▶ [Given entries]

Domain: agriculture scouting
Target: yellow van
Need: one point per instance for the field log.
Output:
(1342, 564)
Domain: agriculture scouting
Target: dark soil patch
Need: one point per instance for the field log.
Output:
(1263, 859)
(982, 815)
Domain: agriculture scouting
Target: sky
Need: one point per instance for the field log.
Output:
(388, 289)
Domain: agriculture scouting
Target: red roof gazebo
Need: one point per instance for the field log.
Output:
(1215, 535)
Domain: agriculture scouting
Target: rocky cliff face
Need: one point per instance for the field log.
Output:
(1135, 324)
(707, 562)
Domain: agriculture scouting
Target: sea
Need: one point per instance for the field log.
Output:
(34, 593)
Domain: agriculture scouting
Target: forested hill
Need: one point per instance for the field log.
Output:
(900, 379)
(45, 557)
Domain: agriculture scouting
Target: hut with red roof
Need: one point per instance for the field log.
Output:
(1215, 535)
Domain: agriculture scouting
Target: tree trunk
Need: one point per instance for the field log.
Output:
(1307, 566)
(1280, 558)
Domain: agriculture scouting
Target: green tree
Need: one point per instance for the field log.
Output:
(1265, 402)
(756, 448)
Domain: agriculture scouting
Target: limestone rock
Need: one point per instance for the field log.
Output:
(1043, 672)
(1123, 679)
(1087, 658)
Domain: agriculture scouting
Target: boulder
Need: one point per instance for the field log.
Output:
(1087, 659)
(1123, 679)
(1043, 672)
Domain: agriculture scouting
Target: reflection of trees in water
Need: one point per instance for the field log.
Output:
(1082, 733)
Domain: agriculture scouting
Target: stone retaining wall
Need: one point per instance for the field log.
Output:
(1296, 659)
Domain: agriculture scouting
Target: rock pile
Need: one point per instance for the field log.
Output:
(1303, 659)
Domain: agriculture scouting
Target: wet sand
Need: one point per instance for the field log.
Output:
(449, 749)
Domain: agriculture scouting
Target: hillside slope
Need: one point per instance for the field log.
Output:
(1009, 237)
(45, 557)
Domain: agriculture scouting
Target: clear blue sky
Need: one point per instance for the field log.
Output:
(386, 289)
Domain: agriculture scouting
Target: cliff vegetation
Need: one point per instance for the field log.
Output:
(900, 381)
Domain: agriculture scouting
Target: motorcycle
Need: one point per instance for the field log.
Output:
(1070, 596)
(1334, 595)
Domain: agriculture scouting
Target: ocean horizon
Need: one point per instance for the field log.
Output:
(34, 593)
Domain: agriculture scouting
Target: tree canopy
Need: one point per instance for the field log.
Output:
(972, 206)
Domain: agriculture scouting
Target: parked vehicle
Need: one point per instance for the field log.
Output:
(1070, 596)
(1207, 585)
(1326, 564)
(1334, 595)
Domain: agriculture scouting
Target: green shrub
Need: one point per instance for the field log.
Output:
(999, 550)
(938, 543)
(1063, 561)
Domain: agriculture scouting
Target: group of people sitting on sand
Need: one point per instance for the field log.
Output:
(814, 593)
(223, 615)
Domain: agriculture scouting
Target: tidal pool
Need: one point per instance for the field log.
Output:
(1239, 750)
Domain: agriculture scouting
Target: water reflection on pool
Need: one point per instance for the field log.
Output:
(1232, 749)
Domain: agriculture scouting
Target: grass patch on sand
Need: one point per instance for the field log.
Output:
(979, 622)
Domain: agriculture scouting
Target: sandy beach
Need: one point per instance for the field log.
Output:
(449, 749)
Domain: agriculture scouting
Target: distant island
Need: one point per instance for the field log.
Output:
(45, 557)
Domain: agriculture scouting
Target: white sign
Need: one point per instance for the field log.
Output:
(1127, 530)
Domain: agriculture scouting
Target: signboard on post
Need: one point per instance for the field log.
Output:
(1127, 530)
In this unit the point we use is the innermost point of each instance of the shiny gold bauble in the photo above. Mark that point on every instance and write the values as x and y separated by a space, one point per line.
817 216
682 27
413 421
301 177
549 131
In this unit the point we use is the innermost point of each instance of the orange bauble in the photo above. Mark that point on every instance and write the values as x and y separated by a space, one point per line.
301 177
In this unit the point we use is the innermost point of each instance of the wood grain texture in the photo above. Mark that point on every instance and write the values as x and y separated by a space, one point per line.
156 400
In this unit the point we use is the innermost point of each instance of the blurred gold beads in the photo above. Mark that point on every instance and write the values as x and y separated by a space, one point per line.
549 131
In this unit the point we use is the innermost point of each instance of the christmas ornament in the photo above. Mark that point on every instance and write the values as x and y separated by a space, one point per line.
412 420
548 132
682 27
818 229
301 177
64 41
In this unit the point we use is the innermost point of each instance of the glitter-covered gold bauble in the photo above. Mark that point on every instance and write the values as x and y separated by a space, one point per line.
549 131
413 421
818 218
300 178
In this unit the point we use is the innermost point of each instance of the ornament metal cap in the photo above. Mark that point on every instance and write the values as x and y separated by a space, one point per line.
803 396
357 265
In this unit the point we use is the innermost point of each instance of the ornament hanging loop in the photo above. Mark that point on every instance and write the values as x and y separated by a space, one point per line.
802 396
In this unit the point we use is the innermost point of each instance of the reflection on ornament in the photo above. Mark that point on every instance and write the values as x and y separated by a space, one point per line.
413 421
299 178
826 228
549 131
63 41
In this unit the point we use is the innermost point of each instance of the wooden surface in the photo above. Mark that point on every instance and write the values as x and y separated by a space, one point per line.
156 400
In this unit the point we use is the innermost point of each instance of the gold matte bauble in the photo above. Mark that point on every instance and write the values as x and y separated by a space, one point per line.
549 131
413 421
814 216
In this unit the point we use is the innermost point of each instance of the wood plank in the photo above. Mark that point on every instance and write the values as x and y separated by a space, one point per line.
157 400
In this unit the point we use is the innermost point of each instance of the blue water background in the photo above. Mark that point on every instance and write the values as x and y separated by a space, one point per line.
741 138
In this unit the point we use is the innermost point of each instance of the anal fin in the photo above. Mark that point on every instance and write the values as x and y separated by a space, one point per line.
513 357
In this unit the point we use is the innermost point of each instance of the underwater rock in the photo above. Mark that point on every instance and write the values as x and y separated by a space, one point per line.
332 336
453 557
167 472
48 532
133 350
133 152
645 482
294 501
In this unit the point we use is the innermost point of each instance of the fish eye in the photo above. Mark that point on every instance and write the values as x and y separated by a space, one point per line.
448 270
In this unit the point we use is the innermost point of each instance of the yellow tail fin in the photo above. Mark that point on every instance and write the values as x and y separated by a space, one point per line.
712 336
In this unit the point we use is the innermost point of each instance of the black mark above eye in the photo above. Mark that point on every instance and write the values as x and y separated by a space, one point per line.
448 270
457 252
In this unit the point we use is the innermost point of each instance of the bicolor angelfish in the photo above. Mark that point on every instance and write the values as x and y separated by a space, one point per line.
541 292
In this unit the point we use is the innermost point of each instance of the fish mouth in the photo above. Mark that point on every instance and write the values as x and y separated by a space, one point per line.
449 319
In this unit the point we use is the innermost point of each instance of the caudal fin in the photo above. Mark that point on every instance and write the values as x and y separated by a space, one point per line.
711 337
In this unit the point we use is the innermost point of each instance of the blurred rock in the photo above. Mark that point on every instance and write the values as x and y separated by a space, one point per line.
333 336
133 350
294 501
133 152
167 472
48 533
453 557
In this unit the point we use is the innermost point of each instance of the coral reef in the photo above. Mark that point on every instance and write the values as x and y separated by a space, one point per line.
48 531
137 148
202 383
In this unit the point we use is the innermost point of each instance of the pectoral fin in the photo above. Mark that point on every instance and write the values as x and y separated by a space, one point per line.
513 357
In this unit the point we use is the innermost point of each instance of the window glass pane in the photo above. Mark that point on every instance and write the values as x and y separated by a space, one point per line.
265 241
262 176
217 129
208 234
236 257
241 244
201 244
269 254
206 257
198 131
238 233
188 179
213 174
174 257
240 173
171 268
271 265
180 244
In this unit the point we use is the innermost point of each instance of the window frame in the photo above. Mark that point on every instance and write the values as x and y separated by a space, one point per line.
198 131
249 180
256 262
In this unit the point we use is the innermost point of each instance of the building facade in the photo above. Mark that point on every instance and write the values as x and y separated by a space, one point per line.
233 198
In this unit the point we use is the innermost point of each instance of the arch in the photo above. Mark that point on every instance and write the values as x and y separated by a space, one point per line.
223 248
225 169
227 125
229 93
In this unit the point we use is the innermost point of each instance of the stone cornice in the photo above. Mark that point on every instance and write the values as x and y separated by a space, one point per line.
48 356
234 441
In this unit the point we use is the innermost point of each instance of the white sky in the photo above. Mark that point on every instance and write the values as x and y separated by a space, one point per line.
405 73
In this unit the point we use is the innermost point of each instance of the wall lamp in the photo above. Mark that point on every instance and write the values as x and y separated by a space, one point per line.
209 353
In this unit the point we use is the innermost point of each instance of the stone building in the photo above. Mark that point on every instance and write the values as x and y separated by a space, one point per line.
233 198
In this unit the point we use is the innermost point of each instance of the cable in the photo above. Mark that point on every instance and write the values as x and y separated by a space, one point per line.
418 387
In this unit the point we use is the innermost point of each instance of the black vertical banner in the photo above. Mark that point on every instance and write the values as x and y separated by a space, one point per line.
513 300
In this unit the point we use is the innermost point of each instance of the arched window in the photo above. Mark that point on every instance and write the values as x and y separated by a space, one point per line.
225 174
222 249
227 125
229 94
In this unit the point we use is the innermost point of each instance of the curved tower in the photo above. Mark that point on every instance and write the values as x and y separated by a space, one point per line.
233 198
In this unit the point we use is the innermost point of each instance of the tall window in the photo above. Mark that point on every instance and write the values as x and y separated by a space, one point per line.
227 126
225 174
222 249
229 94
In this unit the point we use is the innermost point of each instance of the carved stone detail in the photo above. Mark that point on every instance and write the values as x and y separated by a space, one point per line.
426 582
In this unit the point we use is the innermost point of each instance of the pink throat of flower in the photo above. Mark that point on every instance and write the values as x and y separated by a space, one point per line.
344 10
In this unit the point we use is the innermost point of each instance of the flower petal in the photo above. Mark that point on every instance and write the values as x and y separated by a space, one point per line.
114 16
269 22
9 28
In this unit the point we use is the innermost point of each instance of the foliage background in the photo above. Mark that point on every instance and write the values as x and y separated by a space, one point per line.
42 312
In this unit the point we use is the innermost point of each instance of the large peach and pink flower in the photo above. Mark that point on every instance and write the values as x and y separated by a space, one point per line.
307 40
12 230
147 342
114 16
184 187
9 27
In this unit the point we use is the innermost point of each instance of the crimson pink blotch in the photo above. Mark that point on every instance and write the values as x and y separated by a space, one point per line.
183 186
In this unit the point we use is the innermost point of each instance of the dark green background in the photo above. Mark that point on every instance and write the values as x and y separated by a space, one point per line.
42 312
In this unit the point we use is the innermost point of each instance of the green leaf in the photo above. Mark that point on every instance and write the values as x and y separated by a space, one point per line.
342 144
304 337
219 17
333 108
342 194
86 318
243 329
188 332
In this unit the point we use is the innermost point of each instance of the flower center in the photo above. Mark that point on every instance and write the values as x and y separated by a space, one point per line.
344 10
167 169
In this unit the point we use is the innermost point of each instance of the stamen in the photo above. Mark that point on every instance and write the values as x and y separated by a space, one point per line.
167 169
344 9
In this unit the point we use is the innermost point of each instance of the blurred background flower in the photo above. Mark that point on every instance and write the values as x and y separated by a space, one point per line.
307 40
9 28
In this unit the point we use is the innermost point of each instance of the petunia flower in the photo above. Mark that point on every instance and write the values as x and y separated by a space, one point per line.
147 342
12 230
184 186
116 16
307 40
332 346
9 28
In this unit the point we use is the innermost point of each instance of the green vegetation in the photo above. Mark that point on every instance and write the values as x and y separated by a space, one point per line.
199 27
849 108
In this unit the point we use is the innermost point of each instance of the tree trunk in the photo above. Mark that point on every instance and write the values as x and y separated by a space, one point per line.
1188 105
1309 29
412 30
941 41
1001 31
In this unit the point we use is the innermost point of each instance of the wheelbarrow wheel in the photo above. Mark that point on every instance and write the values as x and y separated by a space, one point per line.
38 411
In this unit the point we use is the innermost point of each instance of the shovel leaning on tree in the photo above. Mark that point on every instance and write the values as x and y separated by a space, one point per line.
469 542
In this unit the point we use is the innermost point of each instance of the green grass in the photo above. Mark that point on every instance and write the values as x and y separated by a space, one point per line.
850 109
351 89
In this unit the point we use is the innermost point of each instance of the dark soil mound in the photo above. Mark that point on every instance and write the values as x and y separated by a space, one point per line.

▶ [What you are asked to do] Return nothing but the lines from the top of the records above through the line that has "Target: forested hill". Keep each one exact.

▶ [Solution to this task]
Domain: agriculture scouting
Target: yellow van
Need: one point per instance for the field log.
Output:
(1342, 564)
Domain: agriculture scouting
Target: dark soil patch
Need: one point per instance for the field log.
Output:
(1263, 859)
(982, 815)
Domain: agriculture scouting
Target: sky
Need: one point per instance for the field log.
Output:
(388, 289)
Domain: agriculture scouting
Target: red roof gazebo
Need: one point per instance for the field log.
Output:
(1215, 535)
Domain: agriculture scouting
Target: rocky cliff face
Need: one point per instance for the field log.
Output:
(1135, 324)
(707, 562)
Domain: agriculture scouting
Target: sea
Need: one point per instance for the field log.
Output:
(34, 593)
Domain: agriculture scouting
Target: forested hill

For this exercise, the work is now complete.